**** Supplied records
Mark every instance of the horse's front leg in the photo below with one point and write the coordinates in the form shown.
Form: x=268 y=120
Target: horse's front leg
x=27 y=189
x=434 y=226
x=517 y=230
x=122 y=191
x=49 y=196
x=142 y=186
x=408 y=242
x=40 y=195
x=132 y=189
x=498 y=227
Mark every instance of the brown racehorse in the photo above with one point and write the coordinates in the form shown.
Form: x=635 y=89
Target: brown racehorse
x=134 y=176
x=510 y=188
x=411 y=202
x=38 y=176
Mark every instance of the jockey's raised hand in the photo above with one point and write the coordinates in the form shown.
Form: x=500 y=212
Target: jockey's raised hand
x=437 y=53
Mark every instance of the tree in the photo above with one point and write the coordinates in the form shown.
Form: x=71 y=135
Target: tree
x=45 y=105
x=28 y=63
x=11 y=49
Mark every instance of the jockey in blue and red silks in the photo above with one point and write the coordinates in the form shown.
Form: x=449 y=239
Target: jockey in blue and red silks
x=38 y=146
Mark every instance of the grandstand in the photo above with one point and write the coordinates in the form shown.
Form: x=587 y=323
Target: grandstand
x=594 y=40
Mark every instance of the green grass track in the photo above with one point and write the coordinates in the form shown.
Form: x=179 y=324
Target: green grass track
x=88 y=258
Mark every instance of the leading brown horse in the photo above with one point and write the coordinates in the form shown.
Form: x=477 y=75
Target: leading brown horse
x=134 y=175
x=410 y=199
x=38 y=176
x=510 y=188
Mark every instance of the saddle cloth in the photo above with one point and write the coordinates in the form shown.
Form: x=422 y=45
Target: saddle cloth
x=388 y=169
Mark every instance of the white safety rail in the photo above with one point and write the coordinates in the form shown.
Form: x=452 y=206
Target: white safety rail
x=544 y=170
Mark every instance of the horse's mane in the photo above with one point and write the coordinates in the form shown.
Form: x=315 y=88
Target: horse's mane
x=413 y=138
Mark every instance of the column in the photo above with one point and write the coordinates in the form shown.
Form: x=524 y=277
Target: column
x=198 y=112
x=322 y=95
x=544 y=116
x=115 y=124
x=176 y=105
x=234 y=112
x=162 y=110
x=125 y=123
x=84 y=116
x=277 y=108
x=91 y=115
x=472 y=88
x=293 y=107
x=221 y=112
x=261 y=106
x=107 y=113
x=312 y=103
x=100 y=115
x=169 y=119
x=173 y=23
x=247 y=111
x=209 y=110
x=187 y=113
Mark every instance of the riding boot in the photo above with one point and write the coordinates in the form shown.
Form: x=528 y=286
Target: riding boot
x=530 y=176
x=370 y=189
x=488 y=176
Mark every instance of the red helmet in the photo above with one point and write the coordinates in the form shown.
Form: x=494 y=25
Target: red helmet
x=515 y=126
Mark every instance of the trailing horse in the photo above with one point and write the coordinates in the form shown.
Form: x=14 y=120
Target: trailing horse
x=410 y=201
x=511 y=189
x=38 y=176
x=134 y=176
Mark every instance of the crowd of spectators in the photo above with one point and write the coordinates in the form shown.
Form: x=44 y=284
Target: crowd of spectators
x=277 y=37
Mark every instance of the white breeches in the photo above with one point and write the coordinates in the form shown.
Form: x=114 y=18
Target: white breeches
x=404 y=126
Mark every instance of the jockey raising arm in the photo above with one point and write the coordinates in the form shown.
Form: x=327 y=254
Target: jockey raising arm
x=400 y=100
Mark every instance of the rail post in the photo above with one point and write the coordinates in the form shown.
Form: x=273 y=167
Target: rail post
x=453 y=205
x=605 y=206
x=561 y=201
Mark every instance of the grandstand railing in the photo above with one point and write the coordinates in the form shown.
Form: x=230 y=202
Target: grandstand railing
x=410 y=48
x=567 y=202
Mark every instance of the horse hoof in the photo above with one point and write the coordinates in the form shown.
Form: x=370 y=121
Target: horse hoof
********
A word-for-word copy of the data is the expected answer.

Mark every instance of the horse's front leg in the photo below with one point and write the coordinates in the form shown.
Form: x=268 y=120
Target: horse's front leg
x=27 y=189
x=434 y=226
x=517 y=230
x=122 y=191
x=49 y=196
x=142 y=186
x=408 y=242
x=40 y=195
x=132 y=189
x=498 y=227
Mark every instance of the brown racehorse in the photo above with one point and write the coordinates in the form shown.
Form: x=635 y=89
Target: brown racehorse
x=134 y=176
x=510 y=188
x=411 y=202
x=38 y=176
Mark every instance of the jockey's raised hand in the photo above with one point and write the coordinates in the form shown.
Form: x=500 y=212
Target: jockey's raised hand
x=437 y=53
Mark every instance of the tree in the photo above with one point and write the coordinates in the form shown.
Form: x=71 y=135
Target: tree
x=45 y=105
x=28 y=63
x=11 y=49
Mark every instance of the jockey in blue and red silks in the photo above with one point and write the coordinates in the form shown.
Form: x=449 y=239
Target: jockey in blue and red silks
x=38 y=146
Mark every instance of the grandstand in the photo above with one point and write the coordinates in the form shown.
Form: x=587 y=323
Target: grandstand
x=594 y=40
Mark every instance of the green grass track in the photo above with one point and write the coordinates in the form shown.
Form: x=179 y=324
Target: green grass track
x=88 y=258
Mark every instance of the leading brown horse in the photo above with one point and write the coordinates in the form shown.
Form: x=477 y=75
Target: leading brown horse
x=134 y=175
x=410 y=199
x=38 y=176
x=510 y=188
Mark every instance of the saddle cloth in the photo above with one point and write the coordinates in the form shown.
Form: x=422 y=45
Target: saddle cloth
x=388 y=169
Mark every instance of the white safety rail in the photo above with one point and write the coordinates in the form shown.
Form: x=452 y=206
Target: white safety rail
x=544 y=170
Mark every instance of the horse's mane in the photo above with one point and write the coordinates in the form shown.
Form: x=315 y=88
Target: horse's mane
x=413 y=138
Mark every instance of the column in the photo above with one point and write the coordinates in the form shown.
Form: x=524 y=277
Target: column
x=198 y=112
x=322 y=95
x=544 y=116
x=115 y=124
x=176 y=105
x=234 y=112
x=162 y=110
x=125 y=123
x=84 y=116
x=277 y=108
x=91 y=115
x=472 y=88
x=293 y=107
x=221 y=112
x=261 y=106
x=107 y=113
x=312 y=103
x=100 y=115
x=169 y=119
x=173 y=23
x=247 y=111
x=209 y=110
x=187 y=113
Mark every instance of the riding boot in the photo above with one point and write the coordinates in the form shown.
Form: x=528 y=286
Target: riding boot
x=530 y=176
x=370 y=189
x=488 y=176
Mark every instance of the red helmet in the photo above with one point and write the coordinates in the form shown.
Form: x=494 y=25
Target: red helmet
x=515 y=126
Mark every instance of the trailing horse in the photo above with one point and write the coordinates in the form shown.
Form: x=14 y=120
Target: trailing horse
x=410 y=201
x=511 y=189
x=38 y=176
x=134 y=176
Mark every instance of the crowd of spectators in the photo above with one point and write the coordinates in the form shown.
Form: x=44 y=284
Target: crowd of spectators
x=277 y=37
Mark every instance of the white breeches in the photo above with one point and write the coordinates in the form shown.
Form: x=114 y=18
Target: white breeches
x=404 y=126
Mark every instance of the jockey raising arm in the photo above with one point and write the coordinates in the form shown.
Form: x=327 y=254
Target: jockey raising arm
x=400 y=100
Mark every instance of the rail post in the photo above with one point and write the coordinates in the form shown.
Form: x=273 y=167
Target: rail post
x=453 y=205
x=605 y=206
x=561 y=201
Mark every instance of the grandstand railing in the photo above with one point and write the coordinates in the form shown.
Form: x=230 y=202
Target: grandstand railing
x=410 y=48
x=567 y=202
Mark every instance of the horse hoof in the photo above with one point and write the coordinates in the form shown.
Form: x=370 y=121
Target: horse hoof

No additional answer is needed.